- Passage provided:
Here’s the bottom line of this blog: If you’ve never attended Maranatha Baptist Church in Plains, Georgia, to hear President Jimmy Carter teach Sunday school, you need to put that on your short term bucket list.
This is a unique experience. One-of-a-kind. Unparalleled. This humble Christian, former President of the most powerful nation on earth and winner of the Nobel Peace Prize, stands in front of a sanctuary full (about 300 people) of pilgrims to Plains almost every Sunday. He delivers, without notes, his understanding of a selected Bible text.
Maranatha Baptist Church invited me to preach for them today (April 30) and next Sunday (May 7). Home from my four months in Connecticut, I gladly accepted.
Long an admirer of Jimmy and Rosalynn Carter, I’ve looked forward to being in Plains at the same time as the Carters so I could participate in Sunday school at Maranatha Baptist Church. My daughter Julie and I attended the Baptist World Alliance in Birmingham, England, in 2005, and President Carter taught the Sunday school lesson there to a couple thousand of us gathered in a civic arena of some sort. That was a good, but different, experience.
The church members of Maranatha, a small congregation, are the unsung heroes of this ministry. They arrive at the church as early as 5:30 on Sunday morning to begin their hospitality ministry to out-of-town, out-of-state, and out-of-country guests. This morning, worshipers gathered from half a dozen or more countries and twenty or thirty states. The locals are gracious in sharing their church with visitors from afar, as well as with Secret Service agents. Before Sunday school, the church’s guests are given an often-humorous lecture about protocol, what to expect, and what not to expect. No clapping. You don’t clap for your Sunday school teacher, after all, do you? Today, Jill Stuckey gave the speech. She charmed everyone, but she was also clear about appropriate behavior. This is a Baptist church, after all. You can’t be too careful.

- Supplied records:
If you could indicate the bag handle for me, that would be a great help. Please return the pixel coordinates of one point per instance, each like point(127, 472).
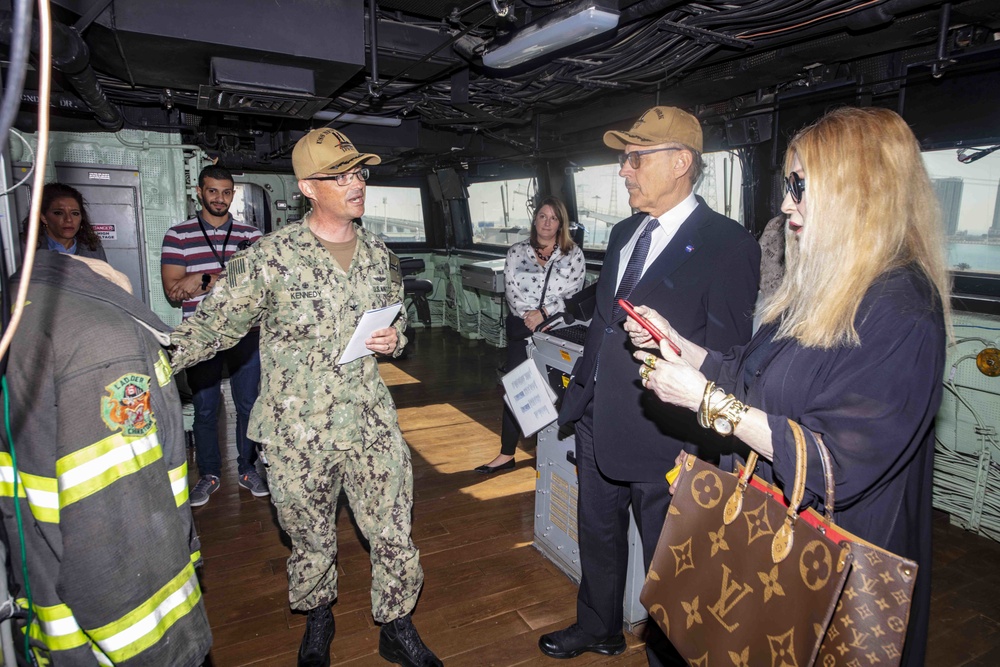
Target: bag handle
point(781, 545)
point(824, 457)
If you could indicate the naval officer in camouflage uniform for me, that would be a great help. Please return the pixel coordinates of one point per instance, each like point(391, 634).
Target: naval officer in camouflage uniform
point(324, 426)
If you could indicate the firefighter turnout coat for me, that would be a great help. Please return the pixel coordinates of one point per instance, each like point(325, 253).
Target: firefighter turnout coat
point(102, 479)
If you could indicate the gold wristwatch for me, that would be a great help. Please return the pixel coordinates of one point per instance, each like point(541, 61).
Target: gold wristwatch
point(729, 414)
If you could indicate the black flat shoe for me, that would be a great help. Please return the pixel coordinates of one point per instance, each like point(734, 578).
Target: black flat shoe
point(489, 470)
point(572, 641)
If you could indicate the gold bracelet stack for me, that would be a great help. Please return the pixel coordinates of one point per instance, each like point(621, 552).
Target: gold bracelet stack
point(723, 416)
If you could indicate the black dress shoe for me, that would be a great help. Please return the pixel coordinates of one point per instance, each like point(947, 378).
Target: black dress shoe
point(315, 648)
point(399, 642)
point(489, 470)
point(572, 641)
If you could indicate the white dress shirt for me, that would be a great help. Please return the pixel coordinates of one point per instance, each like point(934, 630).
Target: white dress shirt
point(670, 222)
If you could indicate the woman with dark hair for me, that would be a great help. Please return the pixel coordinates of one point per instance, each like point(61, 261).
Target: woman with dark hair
point(539, 274)
point(851, 344)
point(66, 226)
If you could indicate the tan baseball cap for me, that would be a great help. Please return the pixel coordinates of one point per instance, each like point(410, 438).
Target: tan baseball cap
point(327, 151)
point(659, 125)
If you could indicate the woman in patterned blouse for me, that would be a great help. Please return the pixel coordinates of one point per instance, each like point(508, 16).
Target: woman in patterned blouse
point(539, 274)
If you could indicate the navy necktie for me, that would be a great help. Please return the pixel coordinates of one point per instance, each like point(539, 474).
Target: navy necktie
point(633, 270)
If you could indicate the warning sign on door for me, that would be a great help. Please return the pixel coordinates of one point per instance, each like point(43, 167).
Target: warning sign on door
point(105, 232)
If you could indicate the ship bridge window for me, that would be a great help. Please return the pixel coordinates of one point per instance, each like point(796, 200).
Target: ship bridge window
point(969, 194)
point(251, 206)
point(396, 214)
point(602, 200)
point(501, 210)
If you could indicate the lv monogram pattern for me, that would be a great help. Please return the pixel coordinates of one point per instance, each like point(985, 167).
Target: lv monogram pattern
point(869, 625)
point(716, 590)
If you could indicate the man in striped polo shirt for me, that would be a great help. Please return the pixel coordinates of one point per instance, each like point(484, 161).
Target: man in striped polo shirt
point(194, 254)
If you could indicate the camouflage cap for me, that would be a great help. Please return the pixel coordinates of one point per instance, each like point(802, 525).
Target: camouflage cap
point(327, 151)
point(659, 125)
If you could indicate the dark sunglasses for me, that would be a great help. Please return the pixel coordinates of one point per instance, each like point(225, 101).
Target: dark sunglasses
point(795, 185)
point(634, 158)
point(343, 179)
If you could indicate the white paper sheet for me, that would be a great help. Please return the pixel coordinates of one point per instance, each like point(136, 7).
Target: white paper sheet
point(371, 321)
point(530, 397)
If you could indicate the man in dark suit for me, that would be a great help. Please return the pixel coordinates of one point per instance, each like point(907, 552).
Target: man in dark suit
point(701, 270)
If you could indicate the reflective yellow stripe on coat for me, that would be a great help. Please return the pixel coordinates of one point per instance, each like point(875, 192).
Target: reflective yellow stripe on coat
point(56, 628)
point(42, 492)
point(93, 468)
point(145, 625)
point(178, 483)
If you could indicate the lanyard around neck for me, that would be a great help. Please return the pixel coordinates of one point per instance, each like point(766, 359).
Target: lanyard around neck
point(211, 246)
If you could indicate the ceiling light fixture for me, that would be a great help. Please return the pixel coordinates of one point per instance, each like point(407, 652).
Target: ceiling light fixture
point(567, 25)
point(361, 119)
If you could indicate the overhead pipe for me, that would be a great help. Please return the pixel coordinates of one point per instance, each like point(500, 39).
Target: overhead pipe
point(373, 88)
point(937, 69)
point(71, 56)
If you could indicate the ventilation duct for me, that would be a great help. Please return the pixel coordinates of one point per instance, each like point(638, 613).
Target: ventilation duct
point(239, 86)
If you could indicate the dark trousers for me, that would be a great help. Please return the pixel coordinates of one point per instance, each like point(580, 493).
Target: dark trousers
point(205, 378)
point(510, 432)
point(603, 532)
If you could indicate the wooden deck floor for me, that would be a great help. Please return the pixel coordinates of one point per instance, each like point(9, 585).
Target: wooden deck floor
point(488, 593)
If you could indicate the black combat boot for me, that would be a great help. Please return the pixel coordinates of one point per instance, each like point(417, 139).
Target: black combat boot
point(399, 643)
point(315, 648)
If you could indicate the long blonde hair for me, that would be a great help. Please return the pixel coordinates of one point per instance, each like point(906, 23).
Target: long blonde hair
point(870, 208)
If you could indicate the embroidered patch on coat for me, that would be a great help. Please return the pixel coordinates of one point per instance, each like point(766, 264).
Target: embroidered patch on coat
point(127, 405)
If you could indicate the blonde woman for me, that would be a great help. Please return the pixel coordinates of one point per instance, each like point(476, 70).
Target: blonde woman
point(852, 343)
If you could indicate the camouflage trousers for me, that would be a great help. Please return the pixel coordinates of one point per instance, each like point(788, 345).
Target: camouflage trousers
point(378, 482)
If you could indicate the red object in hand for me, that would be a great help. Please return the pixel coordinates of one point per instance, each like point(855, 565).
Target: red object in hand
point(645, 324)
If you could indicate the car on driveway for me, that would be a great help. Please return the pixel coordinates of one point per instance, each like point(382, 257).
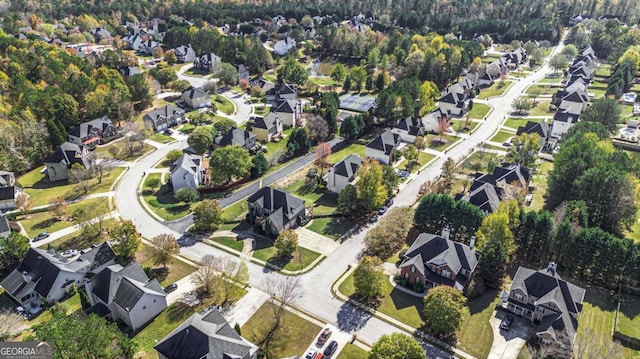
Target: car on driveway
point(506, 322)
point(330, 349)
point(41, 236)
point(326, 333)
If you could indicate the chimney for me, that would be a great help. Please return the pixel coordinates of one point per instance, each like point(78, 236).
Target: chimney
point(445, 232)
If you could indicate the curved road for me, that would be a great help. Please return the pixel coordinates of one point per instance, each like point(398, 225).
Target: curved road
point(316, 284)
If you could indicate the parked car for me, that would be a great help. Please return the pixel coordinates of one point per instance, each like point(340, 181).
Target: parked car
point(170, 288)
point(326, 333)
point(330, 349)
point(506, 322)
point(41, 236)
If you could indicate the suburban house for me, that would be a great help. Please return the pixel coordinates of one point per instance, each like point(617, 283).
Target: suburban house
point(63, 158)
point(8, 190)
point(288, 111)
point(552, 304)
point(93, 132)
point(237, 136)
point(188, 171)
point(436, 260)
point(196, 97)
point(208, 62)
point(343, 173)
point(274, 210)
point(268, 128)
point(126, 295)
point(205, 335)
point(45, 277)
point(408, 129)
point(383, 148)
point(282, 47)
point(185, 53)
point(164, 117)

- Tasks and exercises:
1. Reproduce the part of the blog post about Maranatha Baptist Church from "This is a unique" to "selected Bible text.".
2. Continue the blog post about Maranatha Baptist Church from the point where it stops.

- Task responses:
1.
This is a unique experience. One-of-a-kind. Unparalleled. This humble Christian, former President of the most powerful nation on earth and winner of the Nobel Peace Prize, stands in front of a sanctuary full (about 300 people) of pilgrims to Plains almost every Sunday. He delivers, without notes, his understanding of a selected Bible text.

2.
After church, members and guests are likely to adjourn to The Cafeteria, a local eatery owned by Jody Monts. I ate supper there Saturday night, pork chops and turnips, and she asked me if I was in town to go to Sunday school. I told her I was preaching. I ate lunch there again today, baked chicken, dressing, collards, and sweet potato pie. There were other choices, but snails were not on the menu if you’re hoping for French food. This is Southern cooking. I’ll weigh four hundred pounds by this time next week.
I’ve not been in Plains for twenty-four hours yet. But I’m enthusiastic about being here. Nearby is Koinonia Farms and I’m going there tomorrow with a church member. I’ll report on the remainder of the week, I’m sure, but I wanted to get this message across:
Plan a trip to Jimmy Carter’s Sunday school class at Maranatha Baptist Church in Plains, Georgia. You’ll thank yourself later!